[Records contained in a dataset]
•••••

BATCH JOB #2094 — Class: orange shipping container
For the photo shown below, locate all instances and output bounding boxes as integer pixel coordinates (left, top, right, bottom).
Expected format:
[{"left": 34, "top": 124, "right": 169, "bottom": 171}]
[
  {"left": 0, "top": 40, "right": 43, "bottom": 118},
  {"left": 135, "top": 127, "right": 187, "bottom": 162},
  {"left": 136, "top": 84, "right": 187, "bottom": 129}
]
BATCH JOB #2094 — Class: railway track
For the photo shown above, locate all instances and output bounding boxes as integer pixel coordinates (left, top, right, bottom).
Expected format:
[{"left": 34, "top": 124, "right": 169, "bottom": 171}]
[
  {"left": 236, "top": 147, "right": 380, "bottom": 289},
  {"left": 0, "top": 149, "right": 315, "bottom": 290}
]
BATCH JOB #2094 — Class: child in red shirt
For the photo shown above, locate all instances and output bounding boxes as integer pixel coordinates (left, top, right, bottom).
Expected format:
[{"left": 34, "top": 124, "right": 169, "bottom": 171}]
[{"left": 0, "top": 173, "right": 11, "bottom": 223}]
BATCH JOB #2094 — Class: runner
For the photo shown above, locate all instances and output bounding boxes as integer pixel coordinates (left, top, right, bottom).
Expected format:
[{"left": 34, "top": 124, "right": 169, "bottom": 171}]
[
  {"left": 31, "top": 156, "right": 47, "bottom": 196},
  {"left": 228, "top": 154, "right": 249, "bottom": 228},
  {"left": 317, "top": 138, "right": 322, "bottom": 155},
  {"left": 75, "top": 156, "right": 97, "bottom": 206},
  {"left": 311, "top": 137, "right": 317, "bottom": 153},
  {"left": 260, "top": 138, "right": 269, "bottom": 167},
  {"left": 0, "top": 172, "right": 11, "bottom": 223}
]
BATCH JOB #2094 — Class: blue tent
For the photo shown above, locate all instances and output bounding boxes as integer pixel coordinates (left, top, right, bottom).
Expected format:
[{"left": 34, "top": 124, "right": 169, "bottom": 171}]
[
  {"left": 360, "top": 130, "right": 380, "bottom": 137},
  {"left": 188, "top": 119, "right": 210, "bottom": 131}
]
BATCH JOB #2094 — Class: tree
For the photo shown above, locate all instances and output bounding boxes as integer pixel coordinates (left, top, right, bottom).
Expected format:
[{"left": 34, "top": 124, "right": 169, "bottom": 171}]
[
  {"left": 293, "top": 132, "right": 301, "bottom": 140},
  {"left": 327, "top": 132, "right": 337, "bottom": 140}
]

•••••

- Task instructions
Look through the records for the string "BATCH". Copy every line that has it.

- Answer area
BATCH JOB #2094 — Class: orange shipping container
BATCH JOB #2094 — Class: railway track
BATCH JOB #2094 — Class: child in red shirt
BATCH JOB #2094 — Class: runner
BATCH JOB #2094 — Class: blue tent
BATCH JOB #2094 — Class: tree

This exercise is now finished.